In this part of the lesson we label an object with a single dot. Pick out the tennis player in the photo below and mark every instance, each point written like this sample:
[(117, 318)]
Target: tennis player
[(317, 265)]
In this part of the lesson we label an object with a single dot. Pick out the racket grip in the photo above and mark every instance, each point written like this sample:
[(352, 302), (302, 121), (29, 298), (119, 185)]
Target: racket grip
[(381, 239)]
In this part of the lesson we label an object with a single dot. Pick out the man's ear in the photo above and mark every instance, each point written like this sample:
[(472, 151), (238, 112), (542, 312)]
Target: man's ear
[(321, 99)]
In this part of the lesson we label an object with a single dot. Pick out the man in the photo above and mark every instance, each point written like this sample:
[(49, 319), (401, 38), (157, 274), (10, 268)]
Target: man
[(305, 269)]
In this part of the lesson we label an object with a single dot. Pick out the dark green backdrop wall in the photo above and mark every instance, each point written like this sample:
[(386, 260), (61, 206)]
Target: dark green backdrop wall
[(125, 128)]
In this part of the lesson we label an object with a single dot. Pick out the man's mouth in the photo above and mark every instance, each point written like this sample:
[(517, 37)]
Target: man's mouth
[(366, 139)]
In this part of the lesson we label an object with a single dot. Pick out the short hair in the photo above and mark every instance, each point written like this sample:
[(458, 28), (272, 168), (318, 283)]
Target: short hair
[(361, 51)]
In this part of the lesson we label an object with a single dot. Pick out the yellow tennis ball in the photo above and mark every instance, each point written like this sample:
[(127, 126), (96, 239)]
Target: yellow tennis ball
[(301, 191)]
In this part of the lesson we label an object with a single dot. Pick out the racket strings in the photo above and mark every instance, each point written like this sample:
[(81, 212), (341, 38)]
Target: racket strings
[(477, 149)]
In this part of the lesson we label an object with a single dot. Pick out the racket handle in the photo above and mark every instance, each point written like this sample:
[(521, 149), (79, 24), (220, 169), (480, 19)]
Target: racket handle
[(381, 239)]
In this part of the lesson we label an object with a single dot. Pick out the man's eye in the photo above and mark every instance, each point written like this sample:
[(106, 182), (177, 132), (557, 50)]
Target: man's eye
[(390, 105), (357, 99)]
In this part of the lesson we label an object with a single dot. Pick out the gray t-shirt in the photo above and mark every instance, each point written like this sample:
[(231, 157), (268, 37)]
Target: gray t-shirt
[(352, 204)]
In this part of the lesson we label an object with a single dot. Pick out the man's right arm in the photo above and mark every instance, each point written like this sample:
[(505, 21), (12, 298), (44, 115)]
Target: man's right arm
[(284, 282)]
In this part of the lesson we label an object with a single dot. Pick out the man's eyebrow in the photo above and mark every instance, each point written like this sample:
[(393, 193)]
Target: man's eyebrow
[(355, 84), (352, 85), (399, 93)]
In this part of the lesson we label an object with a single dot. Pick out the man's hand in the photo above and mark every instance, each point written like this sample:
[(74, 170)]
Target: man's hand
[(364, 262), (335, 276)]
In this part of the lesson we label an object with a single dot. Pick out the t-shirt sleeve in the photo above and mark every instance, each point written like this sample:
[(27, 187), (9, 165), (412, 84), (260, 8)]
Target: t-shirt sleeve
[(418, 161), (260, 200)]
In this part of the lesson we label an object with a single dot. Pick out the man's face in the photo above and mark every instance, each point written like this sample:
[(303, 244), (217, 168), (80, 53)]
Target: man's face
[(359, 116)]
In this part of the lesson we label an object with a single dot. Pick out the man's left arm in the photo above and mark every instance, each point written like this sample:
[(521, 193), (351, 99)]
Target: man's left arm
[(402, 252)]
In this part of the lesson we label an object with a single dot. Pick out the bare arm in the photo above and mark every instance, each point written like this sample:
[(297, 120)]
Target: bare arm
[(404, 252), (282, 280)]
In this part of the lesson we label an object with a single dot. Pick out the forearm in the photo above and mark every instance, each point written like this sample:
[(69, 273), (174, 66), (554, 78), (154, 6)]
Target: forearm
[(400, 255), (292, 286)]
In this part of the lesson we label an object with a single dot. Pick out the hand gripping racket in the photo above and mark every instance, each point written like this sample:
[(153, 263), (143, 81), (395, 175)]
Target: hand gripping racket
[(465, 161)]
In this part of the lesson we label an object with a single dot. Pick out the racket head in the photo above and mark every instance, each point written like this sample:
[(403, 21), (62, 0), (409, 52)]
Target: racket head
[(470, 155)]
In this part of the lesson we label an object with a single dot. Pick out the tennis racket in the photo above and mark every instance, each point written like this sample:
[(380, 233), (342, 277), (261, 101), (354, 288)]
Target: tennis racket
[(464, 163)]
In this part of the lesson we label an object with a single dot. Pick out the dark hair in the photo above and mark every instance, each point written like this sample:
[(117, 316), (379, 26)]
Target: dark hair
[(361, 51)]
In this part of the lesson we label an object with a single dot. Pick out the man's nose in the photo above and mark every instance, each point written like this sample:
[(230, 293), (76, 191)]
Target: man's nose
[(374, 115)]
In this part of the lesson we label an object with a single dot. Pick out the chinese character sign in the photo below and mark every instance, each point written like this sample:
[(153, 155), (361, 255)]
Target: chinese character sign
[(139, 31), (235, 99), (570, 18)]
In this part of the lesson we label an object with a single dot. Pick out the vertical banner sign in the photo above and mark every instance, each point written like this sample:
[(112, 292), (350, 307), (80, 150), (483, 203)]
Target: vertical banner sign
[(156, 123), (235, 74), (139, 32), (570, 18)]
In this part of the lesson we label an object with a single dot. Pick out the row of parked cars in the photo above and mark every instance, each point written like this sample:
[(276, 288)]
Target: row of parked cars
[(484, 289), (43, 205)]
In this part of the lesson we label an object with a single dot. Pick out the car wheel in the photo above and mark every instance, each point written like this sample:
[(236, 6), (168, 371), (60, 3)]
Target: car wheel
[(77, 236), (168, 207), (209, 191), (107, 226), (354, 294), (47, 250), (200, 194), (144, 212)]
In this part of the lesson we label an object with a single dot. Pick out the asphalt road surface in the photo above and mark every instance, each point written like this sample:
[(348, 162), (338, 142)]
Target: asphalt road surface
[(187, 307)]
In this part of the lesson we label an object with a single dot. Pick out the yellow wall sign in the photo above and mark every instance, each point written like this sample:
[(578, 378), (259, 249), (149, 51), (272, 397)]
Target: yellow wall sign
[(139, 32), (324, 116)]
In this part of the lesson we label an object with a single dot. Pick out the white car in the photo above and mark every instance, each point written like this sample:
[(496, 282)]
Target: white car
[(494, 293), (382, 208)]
******************************
▸ TASK TO CARRY OUT
Which of the lines in the material carry the string "below"? Pull them out.

▸ EXERCISE ANSWER
In this part of the lesson we label an object with a single dot. Pick out the tennis player in the photo below and mark every instance, each point written like this sample:
In this part of the lesson we label an object with a single dot. Pick out the chinese character sign in the photo below and mark every instance, each point written like this sample:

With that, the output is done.